> **Task to carry out**
Return the lines of the data below in which the string "that" occurs.

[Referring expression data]
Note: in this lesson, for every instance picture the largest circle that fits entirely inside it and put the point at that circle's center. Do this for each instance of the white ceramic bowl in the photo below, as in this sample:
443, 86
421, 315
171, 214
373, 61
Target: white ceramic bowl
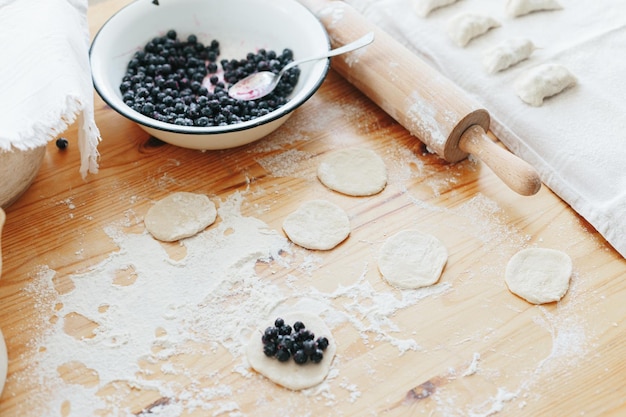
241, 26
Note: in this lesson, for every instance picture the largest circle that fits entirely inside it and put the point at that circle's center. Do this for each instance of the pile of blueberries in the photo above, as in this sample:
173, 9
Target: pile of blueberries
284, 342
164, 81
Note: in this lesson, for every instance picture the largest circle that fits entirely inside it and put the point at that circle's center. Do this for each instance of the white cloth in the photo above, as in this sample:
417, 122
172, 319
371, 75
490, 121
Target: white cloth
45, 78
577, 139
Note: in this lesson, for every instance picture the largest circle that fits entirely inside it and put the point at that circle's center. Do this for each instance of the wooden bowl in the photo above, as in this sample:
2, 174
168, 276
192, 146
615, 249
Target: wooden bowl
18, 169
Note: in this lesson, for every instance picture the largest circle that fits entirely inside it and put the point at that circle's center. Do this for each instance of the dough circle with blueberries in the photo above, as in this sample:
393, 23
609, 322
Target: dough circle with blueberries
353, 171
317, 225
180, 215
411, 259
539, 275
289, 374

> **Task output**
Note: in this lesson, for every instance picture the largest circle that fits entirely inside it and put the point at that circle's center. Do this for each instance of the white ceramic bowl in the photo below, as in this sample:
Note: in this lesson, for every instance picture the largest circle that fits entirely inside it and put the point at that circle's center. Do this for each instance of the pile of blueberries in the photo above, as in this sample:
Note: in this lesson, for every instance picture the largest circle that fits entirely inside it and put the point at that circle's center. Do this for each instance of the white cloth in the photo above, as in this sample:
Note: in this lesson, for every instance picture the largest circle that fits entirely inside it and put the point at that circle's center. Do this for each instance of the wooden bowl in the photo above, as in this sample:
Note: in this lesson, for every instance picture the largest circle that fits entirely inside it and put the point at that circle's center. Do this for each instance of the dough circle with blueberries in the photo above, as in this sample:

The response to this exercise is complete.